▶ _Goal of the exercise_
Can you quote the whole listing below verbatim, line for line?

>> Start Dataset rows

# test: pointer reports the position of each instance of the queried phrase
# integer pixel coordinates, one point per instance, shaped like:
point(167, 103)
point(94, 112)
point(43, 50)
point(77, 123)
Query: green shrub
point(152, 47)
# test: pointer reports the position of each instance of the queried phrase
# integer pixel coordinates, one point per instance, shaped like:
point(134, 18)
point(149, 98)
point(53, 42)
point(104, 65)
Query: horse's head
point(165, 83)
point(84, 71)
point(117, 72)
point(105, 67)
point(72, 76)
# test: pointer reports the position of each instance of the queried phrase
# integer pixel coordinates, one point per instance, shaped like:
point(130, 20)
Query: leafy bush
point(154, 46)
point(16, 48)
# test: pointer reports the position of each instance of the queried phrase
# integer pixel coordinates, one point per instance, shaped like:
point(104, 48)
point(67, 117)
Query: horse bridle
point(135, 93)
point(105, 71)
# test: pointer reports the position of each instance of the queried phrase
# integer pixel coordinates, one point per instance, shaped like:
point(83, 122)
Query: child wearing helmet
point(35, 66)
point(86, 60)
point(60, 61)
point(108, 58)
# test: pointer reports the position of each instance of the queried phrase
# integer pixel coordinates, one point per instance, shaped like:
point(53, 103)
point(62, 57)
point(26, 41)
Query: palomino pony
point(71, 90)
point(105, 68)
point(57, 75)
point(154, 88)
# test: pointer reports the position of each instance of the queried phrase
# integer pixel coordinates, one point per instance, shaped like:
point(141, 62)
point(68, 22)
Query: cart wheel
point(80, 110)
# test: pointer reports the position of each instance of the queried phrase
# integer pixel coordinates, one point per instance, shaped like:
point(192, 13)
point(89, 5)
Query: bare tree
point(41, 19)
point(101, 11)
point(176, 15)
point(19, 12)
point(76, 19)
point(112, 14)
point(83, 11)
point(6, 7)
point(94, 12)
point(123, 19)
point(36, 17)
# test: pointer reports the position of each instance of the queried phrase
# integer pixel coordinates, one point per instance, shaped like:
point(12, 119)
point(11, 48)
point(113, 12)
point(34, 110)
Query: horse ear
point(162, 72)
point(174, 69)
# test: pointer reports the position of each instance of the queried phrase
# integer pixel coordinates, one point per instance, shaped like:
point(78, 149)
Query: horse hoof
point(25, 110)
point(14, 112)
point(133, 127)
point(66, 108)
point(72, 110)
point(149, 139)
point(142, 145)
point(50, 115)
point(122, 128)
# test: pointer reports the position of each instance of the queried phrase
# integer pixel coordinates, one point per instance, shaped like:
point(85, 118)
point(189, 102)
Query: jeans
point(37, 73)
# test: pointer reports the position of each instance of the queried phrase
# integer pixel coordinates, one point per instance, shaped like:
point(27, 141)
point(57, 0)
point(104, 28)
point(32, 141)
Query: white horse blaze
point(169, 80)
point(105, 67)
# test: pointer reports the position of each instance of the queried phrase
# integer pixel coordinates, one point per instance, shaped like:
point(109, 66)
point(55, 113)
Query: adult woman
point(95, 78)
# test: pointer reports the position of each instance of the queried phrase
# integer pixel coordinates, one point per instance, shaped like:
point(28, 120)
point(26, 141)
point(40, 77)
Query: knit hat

>> End Dataset rows

▶ _Final answer_
# test: pointer reports the position of each instance of the queried phrase
# integer pixel coordinates, one point per instance, shaped like:
point(167, 103)
point(94, 112)
point(43, 50)
point(77, 123)
Query: green shrub
point(152, 47)
# test: pointer reports the position of each instance of the queried phrase
# integer pixel coordinates, one point per instance, shaped like:
point(134, 18)
point(149, 98)
point(53, 42)
point(104, 65)
Query: horse's head
point(165, 83)
point(84, 71)
point(117, 72)
point(105, 67)
point(72, 76)
# test: pointer reports the position of each instance of the queried phrase
# integer pixel coordinates, one point per instance, shaped like:
point(130, 20)
Query: leafy bush
point(154, 46)
point(16, 48)
# test: pointer reports the position of each instance of the queried phrase
# integer pixel coordinates, one point per instance, shaped like:
point(104, 48)
point(67, 117)
Query: horse bridle
point(135, 93)
point(105, 71)
# test: pointer reports the position of each instance of the queried phrase
# integer pixel coordinates, one point per instance, shaped like:
point(83, 122)
Query: child wearing helmet
point(35, 66)
point(86, 60)
point(60, 61)
point(108, 58)
# test: pointer reports the position of each instance of the queried phrase
# integer pixel coordinates, one point per instance, shaped like:
point(53, 103)
point(62, 57)
point(26, 41)
Query: palomino pony
point(71, 90)
point(105, 68)
point(57, 75)
point(154, 88)
# test: pointer reports the position of each instance of the queried phrase
# integer pixel coordinates, one point per instance, shaped like:
point(141, 62)
point(68, 22)
Query: cart wheel
point(80, 110)
# test: pointer reports the position of each instance of the queried phrase
# integer pixel coordinates, one point per instance, shaped like:
point(192, 13)
point(89, 5)
Query: bare tree
point(41, 19)
point(101, 11)
point(176, 15)
point(19, 12)
point(76, 19)
point(112, 14)
point(83, 11)
point(6, 7)
point(94, 12)
point(123, 19)
point(36, 17)
# test: pointer reports the position of each instance of the queried phrase
# integer pixel coordinates, one point per instance, shaped like:
point(12, 119)
point(11, 48)
point(113, 12)
point(34, 110)
Query: horse ear
point(162, 72)
point(174, 69)
# test: pointer reports the position of each instance of the queried phrase
# integer pixel coordinates, one point per instance, shaped like:
point(78, 149)
Query: horse hoof
point(25, 110)
point(14, 112)
point(133, 127)
point(66, 108)
point(72, 110)
point(149, 139)
point(142, 145)
point(50, 115)
point(122, 128)
# test: pointer reports the position of each instance of the queried phrase
# integer pixel coordinates, one point per instance, shaped like:
point(85, 118)
point(189, 102)
Query: jeans
point(37, 73)
# test: pointer reports the position of each instance of the queried phrase
# integer pixel coordinates, one point per instance, shaped like:
point(27, 141)
point(57, 0)
point(104, 28)
point(32, 141)
Query: white horse blaze
point(169, 80)
point(105, 67)
# test: pointer reports the position of each instance of the queried phrase
# integer pixel coordinates, one point per instance, shaped like:
point(109, 66)
point(55, 113)
Query: adult woman
point(95, 78)
# test: pointer reports the position of each instance of the queried phrase
# integer pixel coordinates, one point per instance, shaped like:
point(28, 120)
point(26, 141)
point(40, 77)
Query: knit hat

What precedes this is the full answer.